原文 =>
当天晚上,有位朋友向我转达了华东师范大学王教授亲耳听到的对我的非议。王教授在和几位退休的同事一起进行晚锻炼时,听到有人说:读了《新民晚报》上余秋雨《被“咬”者的回答》后,看来金文明是个骗子。由此可见,余秋雨在那篇访谈中影射我是“匿名编委”、“外援编纂”,以及他故弄玄虚地提到罗竹风的“潜台词”等卑劣行径,已经对我造成了多么严重的伤害!
6月27日,上海《文汇读书周报》用两个整版的篇幅,同时转载了《新民周刊》记者胡展奋采写的《金文明谈“逗咬”余秋雨》和《新民晚报》记者郑清风采写的《余秋雨谈所谓“126处差错”》。表面上看来,似乎让双方公开对阵,但事实上并未做到旗鼓相当。因为广大的读者还没有看到我对余秋雨后发制人的辩驳作出相应的回答。这显然是不公平的。
随着《余秋雨谈所谓“126处差错”》一文通过《新民晚报》、《文汇读书周报》等媒体在全国的传布,几天之内便已广为人知,但也很快受到了众多学者和网友的批驳。这里选录两篇,以飨读者: 王顾左右而言他 秋雨出言惊煞人 李广洁
上海学者金文明先生的《石破天惊逗秋雨》一书由书海出版社出版后,在国内文化界引起关注,这都是情理中之事。大多数读者最关心的,恐怕是余秋雨本人对此事的反应。看过金文明先生的《石破天惊逗秋雨》一书,其中所列余秋雨文章中的126处差错,大多数都是实实在在的差错,只有极个别问题可商榷。我以为秋雨先生对自己书中的差错应该坦然面对,有错就改,并不丢人。但是看了余秋雨6月25日在《深圳商报》发表的回应言论,真让我开了眼界。余秋雨完全是一副“王顾左右而言他”的架势。

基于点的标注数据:

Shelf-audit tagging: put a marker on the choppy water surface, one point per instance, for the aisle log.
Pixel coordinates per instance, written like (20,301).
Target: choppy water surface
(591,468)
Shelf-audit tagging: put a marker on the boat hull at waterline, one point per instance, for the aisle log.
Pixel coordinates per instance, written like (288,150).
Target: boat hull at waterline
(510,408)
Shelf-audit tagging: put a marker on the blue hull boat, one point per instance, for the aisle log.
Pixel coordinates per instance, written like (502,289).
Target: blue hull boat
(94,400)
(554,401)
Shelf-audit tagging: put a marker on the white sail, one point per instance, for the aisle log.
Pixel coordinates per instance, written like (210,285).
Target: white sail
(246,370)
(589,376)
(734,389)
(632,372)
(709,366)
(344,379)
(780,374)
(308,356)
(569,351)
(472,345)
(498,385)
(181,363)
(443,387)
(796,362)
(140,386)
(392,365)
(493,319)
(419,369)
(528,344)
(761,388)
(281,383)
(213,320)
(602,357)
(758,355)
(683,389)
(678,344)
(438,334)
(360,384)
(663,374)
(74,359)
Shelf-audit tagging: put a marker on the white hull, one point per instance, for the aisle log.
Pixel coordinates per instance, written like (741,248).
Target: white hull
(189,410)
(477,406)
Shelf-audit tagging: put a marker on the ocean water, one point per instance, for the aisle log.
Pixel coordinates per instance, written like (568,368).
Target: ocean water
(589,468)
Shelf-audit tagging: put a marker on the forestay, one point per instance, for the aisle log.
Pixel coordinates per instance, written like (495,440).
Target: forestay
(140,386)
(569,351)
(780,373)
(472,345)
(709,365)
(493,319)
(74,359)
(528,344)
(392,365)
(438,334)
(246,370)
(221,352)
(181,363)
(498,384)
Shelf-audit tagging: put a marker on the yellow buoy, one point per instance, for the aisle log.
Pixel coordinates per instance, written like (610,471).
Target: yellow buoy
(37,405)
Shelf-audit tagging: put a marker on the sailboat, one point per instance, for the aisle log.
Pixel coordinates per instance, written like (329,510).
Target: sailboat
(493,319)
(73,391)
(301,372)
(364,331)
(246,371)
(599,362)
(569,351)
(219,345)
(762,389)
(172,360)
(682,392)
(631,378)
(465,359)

任务 => 请把关于金文明与余秋雨之争的原文中这句话译成英语:“我以为秋雨先生对自己书中的差错应该坦然面对,有错就改,并不丢人。” 这些数据行在这里不起作用。

回答 => In my view, Mr. Qiuyu should face the errors in his own books openly: if something is wrong, correct it; there is nothing shameful in that.